◆ **Exercise data**
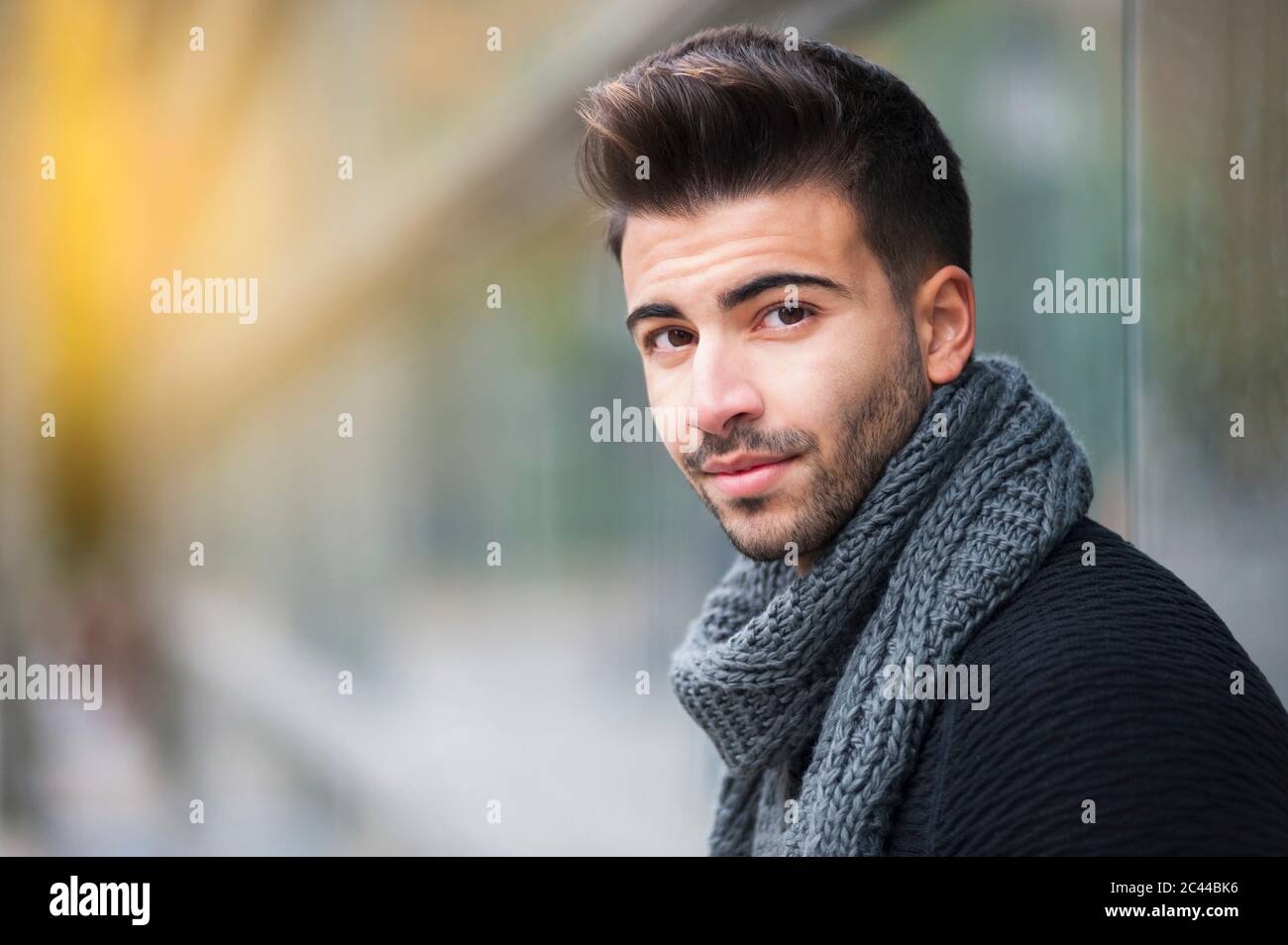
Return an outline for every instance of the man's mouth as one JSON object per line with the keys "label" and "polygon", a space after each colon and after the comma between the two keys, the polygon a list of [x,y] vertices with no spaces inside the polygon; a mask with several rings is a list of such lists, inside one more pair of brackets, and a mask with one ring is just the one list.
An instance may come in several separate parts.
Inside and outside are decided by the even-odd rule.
--
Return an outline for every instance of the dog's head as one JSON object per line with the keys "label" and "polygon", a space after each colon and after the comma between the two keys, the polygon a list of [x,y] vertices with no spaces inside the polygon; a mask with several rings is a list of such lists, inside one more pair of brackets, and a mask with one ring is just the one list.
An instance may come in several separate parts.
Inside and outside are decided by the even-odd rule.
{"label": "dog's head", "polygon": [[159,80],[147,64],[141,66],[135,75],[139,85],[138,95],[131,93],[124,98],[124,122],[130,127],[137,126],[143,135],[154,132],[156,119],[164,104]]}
==
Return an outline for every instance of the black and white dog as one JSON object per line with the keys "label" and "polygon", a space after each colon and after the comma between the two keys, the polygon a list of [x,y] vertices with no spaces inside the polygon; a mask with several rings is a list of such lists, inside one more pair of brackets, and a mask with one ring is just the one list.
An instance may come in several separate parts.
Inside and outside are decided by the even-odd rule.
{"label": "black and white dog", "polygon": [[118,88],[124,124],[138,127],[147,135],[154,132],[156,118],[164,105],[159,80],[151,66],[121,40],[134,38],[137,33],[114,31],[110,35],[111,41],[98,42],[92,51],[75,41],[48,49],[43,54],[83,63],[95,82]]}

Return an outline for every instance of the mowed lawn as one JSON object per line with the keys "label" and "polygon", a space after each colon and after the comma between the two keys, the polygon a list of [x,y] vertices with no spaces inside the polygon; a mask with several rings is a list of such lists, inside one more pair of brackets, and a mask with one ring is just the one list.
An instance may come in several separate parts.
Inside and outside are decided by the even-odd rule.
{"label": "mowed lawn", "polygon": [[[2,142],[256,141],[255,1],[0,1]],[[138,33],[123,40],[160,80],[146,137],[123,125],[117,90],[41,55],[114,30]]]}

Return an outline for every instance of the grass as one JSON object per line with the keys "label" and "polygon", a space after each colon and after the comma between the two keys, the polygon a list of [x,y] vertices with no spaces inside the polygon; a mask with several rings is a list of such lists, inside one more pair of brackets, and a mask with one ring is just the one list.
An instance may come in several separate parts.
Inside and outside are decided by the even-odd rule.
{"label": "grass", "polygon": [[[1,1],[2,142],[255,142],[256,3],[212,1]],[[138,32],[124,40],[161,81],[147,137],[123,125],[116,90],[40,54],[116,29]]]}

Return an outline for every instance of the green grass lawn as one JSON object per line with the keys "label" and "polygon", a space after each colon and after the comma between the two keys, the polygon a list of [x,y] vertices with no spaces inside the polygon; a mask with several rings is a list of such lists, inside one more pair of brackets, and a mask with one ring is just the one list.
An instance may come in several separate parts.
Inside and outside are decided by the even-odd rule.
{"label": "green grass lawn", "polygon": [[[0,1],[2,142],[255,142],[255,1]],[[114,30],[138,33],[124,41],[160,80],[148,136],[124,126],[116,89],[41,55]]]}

◆ **Required task**
Pick out every line in the rows above that contains the string "green", and copy each one.

◆ **Exercise solution**
Return an outline for every instance of the green grass lawn as one JSON object per line with the keys "label" and "polygon", a space after each colon and after the comma between the two keys, the polygon a list of [x,y] vertices with no spaces inside the polygon; a mask with several rings is a list of such lists, inside one more pair of brackets, and a mask with one ring is just the one list.
{"label": "green grass lawn", "polygon": [[[0,1],[2,142],[255,142],[255,1]],[[114,30],[138,33],[124,41],[160,80],[148,136],[124,126],[116,89],[41,55]]]}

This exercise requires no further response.